# PROBLEM STATEMENT:
Search the entries for the word "floral". Copy every line that holds it.

----- RECORDS PROVIDED

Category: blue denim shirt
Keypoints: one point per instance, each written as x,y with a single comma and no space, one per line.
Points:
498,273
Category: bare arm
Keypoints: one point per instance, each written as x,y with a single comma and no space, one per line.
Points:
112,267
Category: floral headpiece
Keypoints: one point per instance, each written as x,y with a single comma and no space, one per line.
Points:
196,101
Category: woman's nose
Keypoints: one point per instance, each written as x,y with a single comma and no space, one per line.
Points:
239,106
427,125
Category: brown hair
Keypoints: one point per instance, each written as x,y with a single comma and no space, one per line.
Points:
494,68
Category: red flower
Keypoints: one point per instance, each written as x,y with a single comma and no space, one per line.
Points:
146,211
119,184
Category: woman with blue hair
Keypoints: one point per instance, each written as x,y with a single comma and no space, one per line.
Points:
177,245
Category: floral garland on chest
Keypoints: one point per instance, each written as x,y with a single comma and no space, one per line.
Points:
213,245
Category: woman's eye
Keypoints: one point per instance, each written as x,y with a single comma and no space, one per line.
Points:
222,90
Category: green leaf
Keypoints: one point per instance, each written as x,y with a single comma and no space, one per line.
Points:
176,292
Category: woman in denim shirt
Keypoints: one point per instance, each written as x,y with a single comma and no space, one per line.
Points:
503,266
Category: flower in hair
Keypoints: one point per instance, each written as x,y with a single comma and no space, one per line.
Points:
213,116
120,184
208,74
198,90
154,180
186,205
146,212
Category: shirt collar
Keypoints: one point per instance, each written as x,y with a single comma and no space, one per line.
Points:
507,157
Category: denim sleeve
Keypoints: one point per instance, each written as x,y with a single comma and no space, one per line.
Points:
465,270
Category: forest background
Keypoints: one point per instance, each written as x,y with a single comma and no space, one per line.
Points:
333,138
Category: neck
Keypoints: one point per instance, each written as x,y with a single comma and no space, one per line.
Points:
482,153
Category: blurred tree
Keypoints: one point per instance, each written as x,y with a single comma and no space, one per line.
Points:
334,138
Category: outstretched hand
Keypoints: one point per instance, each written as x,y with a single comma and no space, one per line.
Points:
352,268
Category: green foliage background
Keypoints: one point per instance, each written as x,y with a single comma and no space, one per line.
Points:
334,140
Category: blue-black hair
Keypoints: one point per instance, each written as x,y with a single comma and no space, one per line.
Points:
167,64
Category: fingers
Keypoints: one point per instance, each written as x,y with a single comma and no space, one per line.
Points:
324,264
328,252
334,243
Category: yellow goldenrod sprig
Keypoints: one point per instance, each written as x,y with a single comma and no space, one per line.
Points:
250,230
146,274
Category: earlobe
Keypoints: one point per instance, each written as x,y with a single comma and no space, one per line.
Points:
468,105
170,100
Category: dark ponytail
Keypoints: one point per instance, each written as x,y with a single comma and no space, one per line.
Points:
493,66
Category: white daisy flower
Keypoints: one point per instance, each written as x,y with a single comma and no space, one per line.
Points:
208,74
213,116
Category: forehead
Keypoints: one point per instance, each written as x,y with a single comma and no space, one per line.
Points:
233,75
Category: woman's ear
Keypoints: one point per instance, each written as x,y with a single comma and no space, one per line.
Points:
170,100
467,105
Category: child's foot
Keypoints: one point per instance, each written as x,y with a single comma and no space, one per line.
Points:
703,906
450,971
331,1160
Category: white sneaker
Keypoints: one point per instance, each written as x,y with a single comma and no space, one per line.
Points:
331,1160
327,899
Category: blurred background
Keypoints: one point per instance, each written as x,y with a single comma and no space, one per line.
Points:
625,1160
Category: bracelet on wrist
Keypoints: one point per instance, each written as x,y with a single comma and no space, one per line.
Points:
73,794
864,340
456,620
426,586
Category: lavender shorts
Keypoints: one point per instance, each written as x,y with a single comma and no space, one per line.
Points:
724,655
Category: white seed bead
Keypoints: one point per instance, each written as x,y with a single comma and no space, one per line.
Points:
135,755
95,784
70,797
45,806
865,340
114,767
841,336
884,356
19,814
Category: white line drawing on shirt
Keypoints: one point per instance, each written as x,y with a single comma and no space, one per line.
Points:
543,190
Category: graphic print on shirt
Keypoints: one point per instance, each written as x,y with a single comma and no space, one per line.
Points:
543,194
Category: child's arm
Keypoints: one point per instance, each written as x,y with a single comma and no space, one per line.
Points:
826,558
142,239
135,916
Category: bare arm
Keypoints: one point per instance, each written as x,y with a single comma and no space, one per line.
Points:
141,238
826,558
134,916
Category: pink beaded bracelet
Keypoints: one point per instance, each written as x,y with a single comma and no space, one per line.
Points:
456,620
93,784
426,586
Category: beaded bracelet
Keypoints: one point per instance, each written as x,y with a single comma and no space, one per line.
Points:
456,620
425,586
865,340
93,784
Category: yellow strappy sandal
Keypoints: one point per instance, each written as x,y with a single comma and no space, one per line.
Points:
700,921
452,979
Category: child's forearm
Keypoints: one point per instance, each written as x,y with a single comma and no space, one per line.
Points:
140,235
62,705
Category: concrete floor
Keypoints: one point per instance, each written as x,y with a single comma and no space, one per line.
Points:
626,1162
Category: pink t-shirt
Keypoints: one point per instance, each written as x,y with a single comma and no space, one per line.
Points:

----------

# RESULT OF THE EXERCISE:
Category: floral headpiece
Category: floral garland on chest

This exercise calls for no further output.